Task prompt: Restate the records below word for word.

— BEGIN —

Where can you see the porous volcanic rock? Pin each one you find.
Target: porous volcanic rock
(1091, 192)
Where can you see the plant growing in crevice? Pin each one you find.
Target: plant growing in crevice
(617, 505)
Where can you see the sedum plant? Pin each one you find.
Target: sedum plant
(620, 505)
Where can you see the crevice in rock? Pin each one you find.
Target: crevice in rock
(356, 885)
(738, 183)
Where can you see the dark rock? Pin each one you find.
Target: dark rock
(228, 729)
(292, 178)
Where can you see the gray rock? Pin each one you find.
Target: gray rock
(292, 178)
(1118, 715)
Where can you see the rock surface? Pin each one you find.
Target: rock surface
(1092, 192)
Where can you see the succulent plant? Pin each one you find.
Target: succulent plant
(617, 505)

— END —

Full output:
Where can you see the porous volcanic rock? Pin each one you find.
Target: porous volcanic rock
(1091, 192)
Where can you see the plant growing in crevice? Pin each one you find.
Target: plant growing in crevice
(617, 505)
Where can you see the sedum plant? Pin each one you find.
Target: sedum plant
(620, 505)
Where can you see the crevice in rock? Pin each one you find.
Target: crevice in rock
(356, 885)
(738, 183)
Where can you see the dark rock? Pin each one you find.
Target: dark rock
(228, 729)
(292, 178)
Where can you see the gray rock? Pin each one you find.
Target: gray rock
(292, 178)
(1118, 715)
Where can you see the rock surface? Pin each one you find.
Target: rock surface
(1092, 192)
Where can you see the succulent plant? Pin each one you find.
Target: succulent plant
(617, 505)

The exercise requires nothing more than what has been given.